- Records for bounding box labeling
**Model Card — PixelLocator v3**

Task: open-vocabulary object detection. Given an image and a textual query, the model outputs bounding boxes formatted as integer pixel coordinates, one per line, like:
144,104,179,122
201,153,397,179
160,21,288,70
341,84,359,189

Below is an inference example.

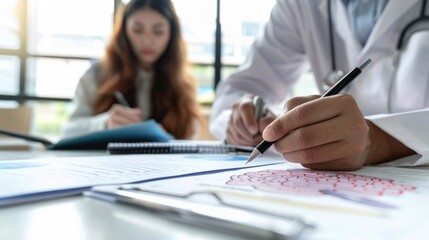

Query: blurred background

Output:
0,0,317,140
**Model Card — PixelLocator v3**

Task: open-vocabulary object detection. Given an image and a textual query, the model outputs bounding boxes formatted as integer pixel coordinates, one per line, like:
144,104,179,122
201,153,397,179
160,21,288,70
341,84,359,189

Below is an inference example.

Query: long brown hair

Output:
94,0,202,139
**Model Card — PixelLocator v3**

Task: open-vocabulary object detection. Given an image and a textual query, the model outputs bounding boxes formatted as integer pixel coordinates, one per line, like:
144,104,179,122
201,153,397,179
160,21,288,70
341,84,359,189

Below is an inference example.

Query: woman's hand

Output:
226,95,275,146
106,104,142,129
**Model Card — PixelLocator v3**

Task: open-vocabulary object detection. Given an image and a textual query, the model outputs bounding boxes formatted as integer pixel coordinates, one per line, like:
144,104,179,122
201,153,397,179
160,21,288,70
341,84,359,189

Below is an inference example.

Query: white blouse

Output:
63,65,153,137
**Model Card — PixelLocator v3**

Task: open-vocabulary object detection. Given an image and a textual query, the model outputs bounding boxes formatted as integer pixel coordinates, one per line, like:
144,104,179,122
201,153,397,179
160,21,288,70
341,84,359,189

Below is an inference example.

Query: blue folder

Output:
48,120,172,150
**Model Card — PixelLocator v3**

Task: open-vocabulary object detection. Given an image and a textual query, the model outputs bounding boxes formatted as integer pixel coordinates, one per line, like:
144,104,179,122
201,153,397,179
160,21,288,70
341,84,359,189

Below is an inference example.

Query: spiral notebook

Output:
107,141,253,154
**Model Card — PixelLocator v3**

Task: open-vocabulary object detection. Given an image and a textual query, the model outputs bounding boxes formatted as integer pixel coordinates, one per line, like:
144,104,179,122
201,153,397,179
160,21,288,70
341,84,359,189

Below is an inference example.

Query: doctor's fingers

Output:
282,141,365,170
283,95,320,112
262,94,360,142
274,117,353,153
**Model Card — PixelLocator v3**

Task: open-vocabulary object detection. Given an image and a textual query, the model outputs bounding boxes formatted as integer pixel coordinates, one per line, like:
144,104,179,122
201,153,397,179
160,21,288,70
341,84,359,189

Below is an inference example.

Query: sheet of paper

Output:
0,154,283,205
121,163,429,239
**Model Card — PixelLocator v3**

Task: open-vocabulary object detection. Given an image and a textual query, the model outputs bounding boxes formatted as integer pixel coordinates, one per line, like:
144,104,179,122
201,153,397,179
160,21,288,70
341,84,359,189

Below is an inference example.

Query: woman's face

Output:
126,8,170,69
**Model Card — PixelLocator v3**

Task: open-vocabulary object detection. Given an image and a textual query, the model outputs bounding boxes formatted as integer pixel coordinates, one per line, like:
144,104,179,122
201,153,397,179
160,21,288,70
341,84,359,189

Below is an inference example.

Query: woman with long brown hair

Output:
65,0,201,139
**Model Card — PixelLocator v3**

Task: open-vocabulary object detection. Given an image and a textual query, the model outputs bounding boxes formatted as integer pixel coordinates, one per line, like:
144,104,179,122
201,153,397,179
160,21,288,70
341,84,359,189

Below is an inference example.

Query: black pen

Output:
246,59,371,164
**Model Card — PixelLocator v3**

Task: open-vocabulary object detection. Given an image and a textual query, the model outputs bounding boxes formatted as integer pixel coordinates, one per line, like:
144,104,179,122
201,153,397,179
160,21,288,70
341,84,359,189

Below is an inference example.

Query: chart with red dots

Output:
226,169,416,196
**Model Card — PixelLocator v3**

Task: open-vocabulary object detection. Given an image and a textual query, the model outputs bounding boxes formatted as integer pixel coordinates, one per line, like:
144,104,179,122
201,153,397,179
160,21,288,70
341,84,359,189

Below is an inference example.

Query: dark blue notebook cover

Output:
48,120,172,150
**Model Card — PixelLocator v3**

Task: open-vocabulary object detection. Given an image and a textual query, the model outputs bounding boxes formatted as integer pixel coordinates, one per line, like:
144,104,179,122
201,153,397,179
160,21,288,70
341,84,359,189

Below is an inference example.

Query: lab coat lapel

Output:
318,0,362,66
361,0,420,56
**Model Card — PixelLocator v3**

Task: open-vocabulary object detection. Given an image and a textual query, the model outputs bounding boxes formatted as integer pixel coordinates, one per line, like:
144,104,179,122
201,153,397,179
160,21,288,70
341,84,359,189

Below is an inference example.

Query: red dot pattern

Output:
226,169,416,196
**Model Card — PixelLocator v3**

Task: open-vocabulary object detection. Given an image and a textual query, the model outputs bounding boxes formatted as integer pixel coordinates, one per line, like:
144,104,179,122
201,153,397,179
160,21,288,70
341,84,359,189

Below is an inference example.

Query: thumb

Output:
283,95,320,112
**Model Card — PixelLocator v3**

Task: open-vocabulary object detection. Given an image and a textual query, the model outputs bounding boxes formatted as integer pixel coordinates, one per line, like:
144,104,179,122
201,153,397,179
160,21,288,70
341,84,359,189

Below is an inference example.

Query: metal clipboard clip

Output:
84,187,313,239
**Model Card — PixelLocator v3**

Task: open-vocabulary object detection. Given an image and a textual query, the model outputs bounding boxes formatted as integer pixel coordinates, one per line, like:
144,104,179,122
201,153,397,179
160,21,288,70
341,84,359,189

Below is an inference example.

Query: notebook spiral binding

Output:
107,142,237,154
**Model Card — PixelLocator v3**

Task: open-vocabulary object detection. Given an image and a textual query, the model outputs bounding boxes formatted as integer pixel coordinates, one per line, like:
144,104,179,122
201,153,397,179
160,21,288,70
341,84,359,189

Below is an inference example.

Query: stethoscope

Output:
323,0,429,97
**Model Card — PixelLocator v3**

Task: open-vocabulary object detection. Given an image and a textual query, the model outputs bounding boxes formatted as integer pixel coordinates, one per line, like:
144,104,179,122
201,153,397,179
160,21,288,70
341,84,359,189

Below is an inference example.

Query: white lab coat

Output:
210,0,429,164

- What this task involves
Copy the records starting at their very beginning and ending with the line that contains "0,0,317,140", including that line. Leave out the pictures.

- Output of the task
**Model Card — PixelLocator v3**

Task: open-vocabulary object detection. Given an image and a textual query, the model outputs bounding boxes formatted as integer pixel coordinates, one per line, like:
144,104,179,122
201,153,397,179
160,21,288,70
341,84,359,189

Below is an inference example.


Query: blurred background

Output:
0,0,317,140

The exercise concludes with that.